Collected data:
────────────────
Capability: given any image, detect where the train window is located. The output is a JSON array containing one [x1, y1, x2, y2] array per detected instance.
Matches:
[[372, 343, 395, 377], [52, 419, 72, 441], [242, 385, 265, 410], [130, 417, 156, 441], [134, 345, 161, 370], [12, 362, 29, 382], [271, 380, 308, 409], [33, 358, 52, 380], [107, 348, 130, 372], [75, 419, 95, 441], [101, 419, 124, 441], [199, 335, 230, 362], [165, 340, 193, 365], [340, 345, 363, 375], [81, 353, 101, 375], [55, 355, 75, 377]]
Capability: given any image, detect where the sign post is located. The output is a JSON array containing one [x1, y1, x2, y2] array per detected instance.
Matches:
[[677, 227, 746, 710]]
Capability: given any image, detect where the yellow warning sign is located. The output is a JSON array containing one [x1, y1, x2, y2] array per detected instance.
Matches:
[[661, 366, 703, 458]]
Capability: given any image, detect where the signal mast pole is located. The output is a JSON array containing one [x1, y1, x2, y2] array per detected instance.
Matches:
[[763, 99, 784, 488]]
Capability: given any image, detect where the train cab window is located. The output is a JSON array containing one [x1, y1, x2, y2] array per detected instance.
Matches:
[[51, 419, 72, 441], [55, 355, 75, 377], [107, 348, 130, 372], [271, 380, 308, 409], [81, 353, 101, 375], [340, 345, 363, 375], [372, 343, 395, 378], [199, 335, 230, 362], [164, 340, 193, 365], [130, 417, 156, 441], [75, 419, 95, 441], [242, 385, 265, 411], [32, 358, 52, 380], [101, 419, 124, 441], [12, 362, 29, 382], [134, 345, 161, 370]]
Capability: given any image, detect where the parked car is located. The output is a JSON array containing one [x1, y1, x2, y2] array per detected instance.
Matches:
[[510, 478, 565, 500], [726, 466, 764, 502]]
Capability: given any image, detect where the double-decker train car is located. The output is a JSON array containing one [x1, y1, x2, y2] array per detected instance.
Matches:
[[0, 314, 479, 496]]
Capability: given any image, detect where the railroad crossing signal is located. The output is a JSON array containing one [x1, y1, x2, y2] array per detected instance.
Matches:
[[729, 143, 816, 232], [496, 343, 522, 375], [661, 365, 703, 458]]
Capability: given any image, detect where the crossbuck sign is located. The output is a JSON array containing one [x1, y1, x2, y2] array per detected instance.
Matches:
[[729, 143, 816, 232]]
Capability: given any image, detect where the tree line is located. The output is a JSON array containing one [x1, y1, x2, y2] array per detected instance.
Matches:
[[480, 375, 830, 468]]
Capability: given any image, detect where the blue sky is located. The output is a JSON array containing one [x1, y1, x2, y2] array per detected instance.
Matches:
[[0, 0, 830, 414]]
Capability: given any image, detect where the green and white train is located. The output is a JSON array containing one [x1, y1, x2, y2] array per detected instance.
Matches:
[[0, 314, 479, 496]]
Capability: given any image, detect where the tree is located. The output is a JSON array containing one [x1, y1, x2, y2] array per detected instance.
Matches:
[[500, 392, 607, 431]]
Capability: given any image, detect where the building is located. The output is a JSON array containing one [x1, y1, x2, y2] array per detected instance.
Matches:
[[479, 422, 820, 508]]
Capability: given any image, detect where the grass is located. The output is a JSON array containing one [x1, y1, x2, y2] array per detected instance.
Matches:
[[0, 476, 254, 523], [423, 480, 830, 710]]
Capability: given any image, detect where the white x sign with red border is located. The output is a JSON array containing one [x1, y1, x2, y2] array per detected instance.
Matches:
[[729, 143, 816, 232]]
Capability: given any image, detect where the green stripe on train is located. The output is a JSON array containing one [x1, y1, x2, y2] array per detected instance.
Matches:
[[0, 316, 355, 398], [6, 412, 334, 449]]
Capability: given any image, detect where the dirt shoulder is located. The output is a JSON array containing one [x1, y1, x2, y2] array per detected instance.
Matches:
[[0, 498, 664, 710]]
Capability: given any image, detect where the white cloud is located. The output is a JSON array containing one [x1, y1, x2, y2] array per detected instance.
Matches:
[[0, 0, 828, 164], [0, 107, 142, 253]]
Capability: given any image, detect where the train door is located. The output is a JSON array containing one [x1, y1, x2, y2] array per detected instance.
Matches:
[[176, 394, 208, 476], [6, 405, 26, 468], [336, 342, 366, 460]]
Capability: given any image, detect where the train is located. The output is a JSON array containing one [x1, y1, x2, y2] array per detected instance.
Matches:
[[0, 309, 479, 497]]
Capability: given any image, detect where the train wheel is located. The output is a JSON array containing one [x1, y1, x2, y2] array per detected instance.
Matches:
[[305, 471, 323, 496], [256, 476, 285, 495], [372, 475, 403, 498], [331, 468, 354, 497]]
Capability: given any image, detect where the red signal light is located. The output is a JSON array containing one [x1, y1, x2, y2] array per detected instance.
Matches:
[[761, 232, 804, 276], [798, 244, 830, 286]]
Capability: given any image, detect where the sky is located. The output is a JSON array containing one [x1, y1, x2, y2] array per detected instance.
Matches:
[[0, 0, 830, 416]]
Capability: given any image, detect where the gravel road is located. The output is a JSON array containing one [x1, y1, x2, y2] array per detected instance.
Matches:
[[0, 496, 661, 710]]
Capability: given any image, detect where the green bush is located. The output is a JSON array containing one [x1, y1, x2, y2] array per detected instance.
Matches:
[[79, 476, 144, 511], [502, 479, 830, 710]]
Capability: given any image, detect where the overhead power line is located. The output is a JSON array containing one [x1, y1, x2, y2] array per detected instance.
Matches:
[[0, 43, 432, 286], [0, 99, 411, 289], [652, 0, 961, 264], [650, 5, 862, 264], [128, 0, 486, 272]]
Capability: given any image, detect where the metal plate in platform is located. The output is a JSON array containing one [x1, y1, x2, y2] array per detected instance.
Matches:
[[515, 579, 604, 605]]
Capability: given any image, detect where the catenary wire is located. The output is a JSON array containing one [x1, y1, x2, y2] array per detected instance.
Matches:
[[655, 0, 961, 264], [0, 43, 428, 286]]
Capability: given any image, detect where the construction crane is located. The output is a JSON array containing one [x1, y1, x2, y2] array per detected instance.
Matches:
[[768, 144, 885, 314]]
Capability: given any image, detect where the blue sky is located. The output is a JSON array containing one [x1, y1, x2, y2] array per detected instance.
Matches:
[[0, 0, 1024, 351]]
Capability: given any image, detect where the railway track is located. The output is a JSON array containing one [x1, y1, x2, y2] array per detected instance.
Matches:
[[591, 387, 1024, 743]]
────────────────
#### What to produce
Convert the entries above into a numbered list, leaving out any blank lines.

#### Answer to this exercise
1. Capability: given any image, detect where the train window is located. The output is a JSON array containing one [x1, y1, x2, y2] array per detected instance.
2. Matches:
3. [[372, 343, 395, 377], [52, 419, 72, 441], [242, 385, 265, 410], [130, 417, 156, 441], [134, 345, 161, 370], [12, 362, 29, 382], [271, 380, 308, 409], [33, 358, 52, 380], [107, 348, 130, 372], [75, 419, 95, 441], [101, 419, 124, 441], [199, 335, 230, 362], [165, 340, 193, 365], [340, 345, 363, 375], [81, 353, 101, 375], [55, 355, 75, 377]]
4. Capability: given any image, detect where the sign post is located. The output is a JSON array containing one [x1, y1, x2, y2] array per detected instance.
5. Matches:
6. [[677, 227, 746, 710]]
7. Capability: given any image, detect where the yellow warning sign is located. The output is a JSON array containing one [x1, y1, x2, y2] array per detected instance.
8. Matches:
9. [[661, 366, 703, 458]]
10. Capability: given any image, detect where the signal mast pole is located. The output is a JSON array containing one [x1, y1, x2, y2] array per detected instance.
11. Matches:
12. [[763, 99, 784, 488]]
13. Capability: given any image, detect where the train cab window is located. The output is a JSON array containing one [x1, y1, x2, y2] array per detected instance.
14. Matches:
15. [[51, 419, 72, 441], [55, 355, 75, 377], [107, 348, 130, 372], [271, 380, 308, 409], [81, 353, 101, 375], [340, 345, 363, 375], [372, 343, 395, 378], [199, 335, 230, 362], [164, 340, 193, 365], [130, 417, 156, 441], [75, 419, 95, 441], [242, 385, 265, 411], [32, 358, 52, 380], [101, 419, 124, 441], [12, 362, 29, 382], [134, 345, 161, 370]]
16. Capability: given any image, detect where the parked car is located. The output is a JSON array containing one [x1, y1, x2, y2] array per detected instance.
17. Matches:
18. [[510, 478, 565, 500], [726, 466, 764, 502]]
19. Capability: given any image, detect where the double-decker train car is located. The output is a JSON array containing one [x1, y1, x2, y2] array per detected instance.
20. Matches:
21. [[0, 314, 479, 496]]
22. Capability: given any image, detect where the railroad crossing signal is located. The output is a JSON array containing one [x1, y1, x2, y2] array per detected instance.
23. Matches:
24. [[729, 143, 816, 232], [496, 343, 522, 375], [661, 365, 703, 458]]
25. Capability: given any image, detect where the crossbuck sign is located. The output is a JSON array containing one [x1, y1, x2, y2] array per detected instance.
26. Matches:
27. [[729, 143, 816, 232]]
28. Capability: given any image, detect where the tree line is located. The output is a JSON array containing one [x1, y1, x2, y2] array per detected instance.
29. Matches:
30. [[480, 375, 830, 468]]
31. Capability: given any image, detect where the blue sky is located. The output is a JSON array containing one [x1, y1, x2, y2] array per detected instance.
32. Matches:
33. [[0, 0, 830, 414]]
34. Capability: given any image, detect where the green and white train is located. The output is a JSON array containing one [x1, y1, x2, y2] array per detected instance.
35. Matches:
36. [[0, 314, 479, 496]]
37. Capability: given any image, detect where the tree is located. The output is a JSON array containing one [x1, y1, x2, y2] array per detected instance.
38. Matches:
39. [[500, 392, 607, 431]]
40. Capability: given any image, detect where the building is located. The output is a JSON array containing one [x1, y1, x2, y2] array per detected instance.
41. Matches:
42. [[479, 422, 820, 508]]
43. Capability: given any image, detect where the grass is located. The output is a JSON array containing one [x1, y1, x2, y2] array per detected instance.
44. Matches:
45. [[0, 476, 254, 523], [423, 480, 830, 710]]
46. Capability: given any image, detect where the white x sign with red border is located. The output is a JSON array containing one [x1, y1, x2, y2] array per detected instance.
47. Matches:
48. [[729, 143, 816, 232]]
49. Capability: given any image, detect where the green stripe on train is located. The output is a JSON array containing one [x1, y1, x2, y2] array per detected instance.
50. Matches:
51. [[0, 316, 355, 398], [6, 412, 334, 449]]
52. Capability: given any image, detect where the dirt shoulder is located. The output is a JSON array containing one [x1, y1, x2, y2] array per detected instance.
53. Matches:
54. [[0, 498, 664, 710]]
55. Capability: given any image, detect where the white cloud is located. The output is a JSON array containing one [x1, y1, x2, y2] array per detected instance.
56. Matches:
57. [[0, 0, 828, 164], [0, 107, 142, 253]]
58. Capability: given any image, detect where the train door is located. The output is a JSON array containing one [x1, y1, x2, y2] array per detected instance.
59. Matches:
60. [[176, 394, 208, 476], [6, 405, 26, 468], [336, 342, 366, 460]]
61. Capability: given any image, detect where the train is located. The output is a JSON array containing one [x1, y1, x2, y2] array per detected instance.
62. Matches:
63. [[0, 309, 479, 497]]
64. Capability: given any image, detect where the train wheel is located. The output is a JSON array containing one [x1, y1, x2, y2] array per detected instance.
65. Matches:
66. [[305, 471, 323, 496], [256, 476, 285, 495], [372, 475, 403, 498], [331, 468, 354, 497]]
67. Capability: given any image, detect where the red signal light is located. The output is a JSON array containing one [x1, y1, x2, y2] array per detected instance.
68. Matches:
69. [[761, 232, 804, 276], [798, 244, 830, 286]]
70. Capability: given any image, detect where the sky is located. The output is a JSON array containing one [x1, y1, x2, y2] array per detected instance.
71. Matches:
72. [[0, 0, 830, 416]]
73. Capability: given any image, detect where the gravel road is located. The output is a JSON array containing one [x1, y1, x2, y2] array per detected instance.
74. Matches:
75. [[0, 496, 661, 710]]
76. Capability: given any image, detect where the green bush is located. The output is a JSON array containing one [x1, y1, x2, y2] array per detected instance.
77. Matches:
78. [[79, 476, 144, 511], [502, 479, 830, 710]]
79. Capability: given any image, detect where the overhead power line is located. The output is a JSON array containing one [x1, y1, x2, y2] array per detected instance.
80. Matches:
81. [[0, 43, 432, 286], [0, 99, 411, 289], [652, 0, 961, 264], [650, 5, 862, 264], [128, 0, 486, 272]]
82. Capability: given any image, detect where the metal plate in platform is located. The output is a JSON array containing one [x1, y1, x2, y2] array per detected instance.
83. Matches:
84. [[515, 579, 604, 605]]
85. Capability: given any image, detect where the catenary wire is located. The output is a JSON array containing one [x1, y1, x2, y2] array per detected instance.
86. Matches:
87. [[655, 0, 961, 264], [0, 43, 428, 286]]
88. Capability: given any image, detect where the construction crane is located. The output is a JSON array containing one [x1, y1, x2, y2] array per detected instance.
89. Matches:
90. [[768, 144, 885, 314]]
91. Capability: given any image, detect where the blue sky is located. The output is a JSON array containing one [x1, y1, x2, y2] array per detected instance.
92. Matches:
93. [[0, 0, 1024, 351]]
94. Capability: given any image, detect where the railway track is located. The output is a JSON array containing one [x1, y1, x2, y2] array per detected instance.
95. Matches:
96. [[591, 387, 1024, 743]]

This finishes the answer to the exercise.